**What to work on**
Transcribe all of the material below word for word, omitting the pictures.

____ Excerpted records

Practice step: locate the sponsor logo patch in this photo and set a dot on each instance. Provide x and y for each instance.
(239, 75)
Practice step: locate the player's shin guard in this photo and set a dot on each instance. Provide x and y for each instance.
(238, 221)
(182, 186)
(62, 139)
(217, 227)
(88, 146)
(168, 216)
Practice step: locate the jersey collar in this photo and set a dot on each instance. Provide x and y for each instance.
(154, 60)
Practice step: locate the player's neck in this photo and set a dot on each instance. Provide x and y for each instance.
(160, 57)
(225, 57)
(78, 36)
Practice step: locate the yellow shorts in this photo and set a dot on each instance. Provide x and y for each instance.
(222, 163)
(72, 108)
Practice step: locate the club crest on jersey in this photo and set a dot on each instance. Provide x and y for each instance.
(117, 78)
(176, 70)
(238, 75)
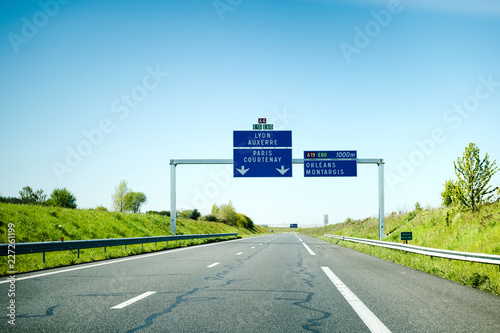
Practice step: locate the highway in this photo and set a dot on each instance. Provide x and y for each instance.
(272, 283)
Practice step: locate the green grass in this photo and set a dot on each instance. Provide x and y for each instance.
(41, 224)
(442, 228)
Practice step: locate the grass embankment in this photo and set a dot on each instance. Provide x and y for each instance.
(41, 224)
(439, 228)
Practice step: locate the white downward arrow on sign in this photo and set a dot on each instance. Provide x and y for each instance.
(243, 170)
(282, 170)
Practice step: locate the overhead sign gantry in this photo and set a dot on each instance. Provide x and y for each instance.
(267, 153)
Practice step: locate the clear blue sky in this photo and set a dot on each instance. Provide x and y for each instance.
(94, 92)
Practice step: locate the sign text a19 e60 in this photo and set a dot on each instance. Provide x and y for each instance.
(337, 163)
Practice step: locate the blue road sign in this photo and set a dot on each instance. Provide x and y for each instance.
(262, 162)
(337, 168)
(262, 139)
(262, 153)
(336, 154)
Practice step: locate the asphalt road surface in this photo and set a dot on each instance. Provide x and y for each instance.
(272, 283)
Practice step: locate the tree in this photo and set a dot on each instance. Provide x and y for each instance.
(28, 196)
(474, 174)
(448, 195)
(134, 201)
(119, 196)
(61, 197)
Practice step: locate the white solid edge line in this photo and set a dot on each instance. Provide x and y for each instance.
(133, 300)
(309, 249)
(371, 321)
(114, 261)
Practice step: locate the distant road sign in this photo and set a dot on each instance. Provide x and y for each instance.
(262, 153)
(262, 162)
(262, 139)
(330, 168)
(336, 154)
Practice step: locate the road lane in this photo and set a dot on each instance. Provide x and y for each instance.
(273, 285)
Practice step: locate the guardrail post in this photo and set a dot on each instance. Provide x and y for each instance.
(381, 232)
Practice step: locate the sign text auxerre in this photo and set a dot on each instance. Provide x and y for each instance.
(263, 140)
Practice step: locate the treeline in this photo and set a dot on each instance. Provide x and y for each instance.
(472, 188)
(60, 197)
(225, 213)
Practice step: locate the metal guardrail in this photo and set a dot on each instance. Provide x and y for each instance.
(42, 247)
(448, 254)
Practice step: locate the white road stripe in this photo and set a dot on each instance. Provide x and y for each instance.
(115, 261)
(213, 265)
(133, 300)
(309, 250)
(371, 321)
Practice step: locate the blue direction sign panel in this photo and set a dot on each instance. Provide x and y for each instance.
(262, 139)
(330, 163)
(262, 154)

________

**Response below**
Practice step: locate the sponsor logo patch in this photo and set a dot on each instance. Provide x and y for each instance.
(239, 75)
Practice step: locate the player's shin guard in this photo and set a dot on each instance. Provide x and y for each instance.
(238, 221)
(182, 186)
(62, 139)
(217, 227)
(88, 146)
(168, 216)
Practice step: locate the jersey collar in this photo and set a dot on each instance. Provide x and y for each instance.
(154, 60)
Practice step: locate the player's neck in this photo and set a dot on each instance. Provide x and y for each instance.
(160, 57)
(225, 57)
(78, 36)
Practice step: locate the yellow shorts in this photo and set a dot on each instance. Provide x and y for each instance.
(222, 163)
(72, 108)
Practice step: locate the club crest on jersey in this photo and set a dot on each instance. Provide x and y for each instance.
(117, 78)
(176, 70)
(238, 75)
Practice step: locate the highway in this photo and set a dot on each instance. Provide x and y for each instance.
(272, 283)
Practice step: locate the green grass in this photo and set a dot on each instance. Provide x and y for each instance.
(41, 224)
(442, 228)
Practice step: locate the grass embankment in this photo and set a dot on each instance. Provide x and y for each instance.
(41, 224)
(439, 228)
Practice step: locate the white downward arrow on sign in this photo and set a dot on each instance. Provide x and y for each instance.
(243, 170)
(282, 170)
Practice step: locate the overhead sign gantry in this photo and set a dot on each instance. Provide x and y for each instance.
(267, 153)
Practice step: locate the clear blue sky in this photo and set a dot on each instance. Provide x and y for each instance.
(94, 92)
Practice step: locate the sign text a19 e60 in this photo and set a dot on each instance. Provide x and y for each instance.
(337, 163)
Practice step: locate the blue road sign in this photo and set a dot on each instance. Provide x and y for each instance.
(262, 162)
(337, 168)
(262, 139)
(262, 153)
(336, 154)
Practice step: locate the asphalt road surface in this photo and set a dot on each instance. Provide x and y for each instance.
(272, 283)
Practice step: locate the tree in this photo and set a dot on each instance. Provide x and y for each instance.
(28, 196)
(474, 174)
(448, 195)
(134, 201)
(119, 196)
(61, 197)
Practice step: locate the white solid edge line in this photo and set a dot on each instance. Provide x and y for each instance.
(133, 300)
(309, 249)
(371, 321)
(114, 261)
Practice step: locate the distant road sign in this photo and set a dot on each instance. Provide x and y for each instance.
(262, 153)
(262, 162)
(262, 139)
(330, 168)
(336, 154)
Practice step: locate the road lane in this photo and set a dot on each instance. Provide x and y for each instance.
(273, 285)
Practice step: locate the guardrail post in this photo and set a dot on each instance. Provide x and y for each instance.
(381, 232)
Practice step: locate the sign text auxerre in this photo and set a dot on each instance. Provide x and y for each instance.
(263, 140)
Practice step: locate the treeline in this photo and set a dot on each instance. Provide x and y for each instance.
(472, 188)
(60, 197)
(225, 213)
Practice step: locate the metal guardrail in this photo and set a dot on each instance. Provide x and y for each instance.
(42, 247)
(448, 254)
Practice step: locate the white road stripe in this photo and set a dot on each instance. Provide x and y for each instance.
(115, 261)
(213, 265)
(133, 300)
(309, 250)
(371, 321)
Practice step: locate the blue direction sign panel in this photo and set a dot on each instance. Provide x and y for each instance.
(262, 139)
(330, 163)
(262, 154)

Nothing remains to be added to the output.